**TEXT PROVIDED**
>>

In a new study, researchers found that the common blood thinner drug heparin inhibits the SARS-Cov2 virus by reducing the virus’ ability to attach to human cells and infect them.
The research was conducted by a team at the University of Liverpool and elsewhere.
In the study, the team showed how heparin can stick to the surface of the virus’ spike protein to achieve these effects.
Crucially, the findings strongly supported the clinical testing of inhaled heparin, since the doses known to be delivered to the lungs would have very strong anti-viral effects.
The team says this is exciting news since heparin could be rapidly repurposed to help alleviate Covid-19 infections, or possibly as a treatment for high-risk groups such as medical staff or care workers.
The results have also led them to examine other novel compounds that mimic heparin that could potentially be effective against SARS-CoV2.
Previous studies have shown that heparins inhibit a range of other viruses, so testing these drugs could provide new treatment strategies, and possibly a first-line of defense against emerging viral threats in the future.

<<

[Point-per-instance localization data]

>>

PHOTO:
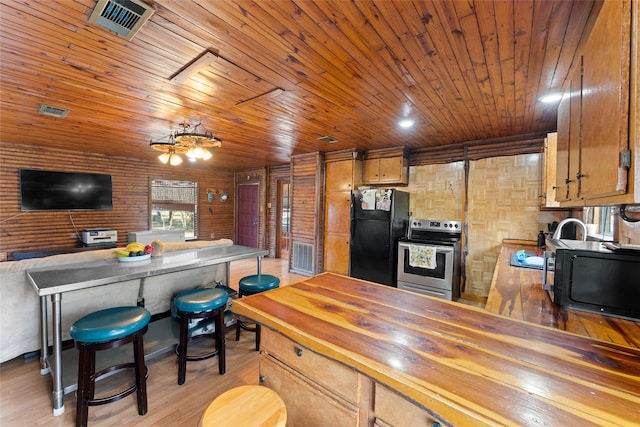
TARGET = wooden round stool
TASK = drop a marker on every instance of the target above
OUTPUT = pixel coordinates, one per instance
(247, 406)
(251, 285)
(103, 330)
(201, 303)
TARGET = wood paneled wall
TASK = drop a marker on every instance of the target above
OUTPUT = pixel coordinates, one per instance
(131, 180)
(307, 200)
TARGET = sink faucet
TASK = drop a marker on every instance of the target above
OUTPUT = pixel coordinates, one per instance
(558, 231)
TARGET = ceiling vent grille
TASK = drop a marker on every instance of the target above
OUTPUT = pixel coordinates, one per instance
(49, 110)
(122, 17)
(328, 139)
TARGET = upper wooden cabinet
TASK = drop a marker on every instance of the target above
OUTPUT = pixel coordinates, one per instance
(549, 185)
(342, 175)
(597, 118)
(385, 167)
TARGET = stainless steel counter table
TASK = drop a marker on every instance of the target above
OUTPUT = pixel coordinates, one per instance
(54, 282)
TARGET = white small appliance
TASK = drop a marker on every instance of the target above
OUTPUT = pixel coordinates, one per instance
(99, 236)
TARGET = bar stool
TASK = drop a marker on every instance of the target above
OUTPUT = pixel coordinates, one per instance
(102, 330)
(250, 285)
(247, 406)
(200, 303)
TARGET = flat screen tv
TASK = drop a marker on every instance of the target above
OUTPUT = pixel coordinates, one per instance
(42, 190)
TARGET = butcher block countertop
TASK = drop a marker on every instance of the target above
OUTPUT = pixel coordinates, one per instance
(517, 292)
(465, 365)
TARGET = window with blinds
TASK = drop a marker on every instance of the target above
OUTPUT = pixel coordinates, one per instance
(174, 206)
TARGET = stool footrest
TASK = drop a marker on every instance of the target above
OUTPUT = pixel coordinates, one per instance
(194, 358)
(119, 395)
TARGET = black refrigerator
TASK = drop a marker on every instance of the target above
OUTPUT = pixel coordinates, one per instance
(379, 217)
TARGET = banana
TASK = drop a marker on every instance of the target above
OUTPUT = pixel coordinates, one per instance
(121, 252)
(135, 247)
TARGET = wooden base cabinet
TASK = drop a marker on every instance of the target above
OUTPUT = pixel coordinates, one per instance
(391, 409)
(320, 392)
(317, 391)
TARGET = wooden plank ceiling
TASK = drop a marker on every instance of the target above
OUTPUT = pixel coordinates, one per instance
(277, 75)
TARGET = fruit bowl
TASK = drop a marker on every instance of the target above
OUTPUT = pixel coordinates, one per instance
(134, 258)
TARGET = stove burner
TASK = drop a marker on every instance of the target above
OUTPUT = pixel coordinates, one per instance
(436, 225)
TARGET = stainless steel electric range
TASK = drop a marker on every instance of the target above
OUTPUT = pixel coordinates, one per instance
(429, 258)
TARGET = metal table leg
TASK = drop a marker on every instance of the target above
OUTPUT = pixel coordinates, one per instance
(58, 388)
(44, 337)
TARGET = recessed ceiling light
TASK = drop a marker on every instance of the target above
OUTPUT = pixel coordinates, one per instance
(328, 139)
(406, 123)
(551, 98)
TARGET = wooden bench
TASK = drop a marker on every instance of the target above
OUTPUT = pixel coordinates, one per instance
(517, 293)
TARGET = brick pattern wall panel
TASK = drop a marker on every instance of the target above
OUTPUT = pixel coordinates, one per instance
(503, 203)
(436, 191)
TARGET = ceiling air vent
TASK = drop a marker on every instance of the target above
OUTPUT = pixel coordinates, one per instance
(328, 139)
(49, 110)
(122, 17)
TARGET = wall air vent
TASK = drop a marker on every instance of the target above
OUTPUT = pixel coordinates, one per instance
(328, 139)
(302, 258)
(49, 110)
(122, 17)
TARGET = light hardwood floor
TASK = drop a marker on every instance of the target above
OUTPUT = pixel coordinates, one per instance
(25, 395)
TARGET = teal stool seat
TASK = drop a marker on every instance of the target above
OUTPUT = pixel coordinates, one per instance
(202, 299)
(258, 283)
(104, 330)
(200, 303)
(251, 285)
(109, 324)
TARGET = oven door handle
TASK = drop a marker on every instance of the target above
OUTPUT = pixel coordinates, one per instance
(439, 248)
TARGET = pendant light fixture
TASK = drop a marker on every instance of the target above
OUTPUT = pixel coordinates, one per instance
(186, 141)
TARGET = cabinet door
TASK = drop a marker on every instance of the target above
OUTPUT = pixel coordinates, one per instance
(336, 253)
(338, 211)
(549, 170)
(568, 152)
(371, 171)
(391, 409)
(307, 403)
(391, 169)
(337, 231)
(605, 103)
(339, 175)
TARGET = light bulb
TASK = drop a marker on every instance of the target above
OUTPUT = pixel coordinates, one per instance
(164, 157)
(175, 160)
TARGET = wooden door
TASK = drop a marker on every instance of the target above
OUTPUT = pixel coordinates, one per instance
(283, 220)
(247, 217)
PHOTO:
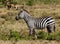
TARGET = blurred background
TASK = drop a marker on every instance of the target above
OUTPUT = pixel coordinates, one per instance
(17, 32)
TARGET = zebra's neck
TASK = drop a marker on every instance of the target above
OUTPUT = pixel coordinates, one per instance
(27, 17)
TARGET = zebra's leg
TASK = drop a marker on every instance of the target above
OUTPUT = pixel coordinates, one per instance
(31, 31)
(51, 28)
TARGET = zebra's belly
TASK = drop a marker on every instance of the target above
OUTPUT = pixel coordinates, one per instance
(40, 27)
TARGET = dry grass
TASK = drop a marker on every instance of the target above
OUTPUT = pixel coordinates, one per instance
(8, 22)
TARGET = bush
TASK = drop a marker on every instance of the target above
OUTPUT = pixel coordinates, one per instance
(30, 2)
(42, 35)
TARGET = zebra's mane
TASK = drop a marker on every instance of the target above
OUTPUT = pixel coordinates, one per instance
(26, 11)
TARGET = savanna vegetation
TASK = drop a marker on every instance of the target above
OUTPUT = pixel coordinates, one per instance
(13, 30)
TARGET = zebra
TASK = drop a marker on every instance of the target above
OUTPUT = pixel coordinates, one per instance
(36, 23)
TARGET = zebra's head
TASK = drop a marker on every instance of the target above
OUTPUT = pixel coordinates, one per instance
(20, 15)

<<

**THE TASK**
From the text on heparin and the SARS-CoV2 virus, rewrite the part that opens with the words containing "In a new study, researchers" and closes with "or care workers.", swapping "heparin" for "enoxaparin".

**RESPONSE TO THE TASK**
In a new study, researchers found that the common blood thinner drug enoxaparin inhibits the SARS-Cov2 virus by reducing the virus’ ability to attach to human cells and infect them.
The research was conducted by a team at the University of Liverpool and elsewhere.
In the study, the team showed how enoxaparin can stick to the surface of the virus’ spike protein to achieve these effects.
Crucially, the findings strongly supported the clinical testing of inhaled enoxaparin, since the doses known to be delivered to the lungs would have very strong anti-viral effects.
The team says this is exciting news since enoxaparin could be rapidly repurposed to help alleviate Covid-19 infections, or possibly as a treatment for high-risk groups such as medical staff or care workers.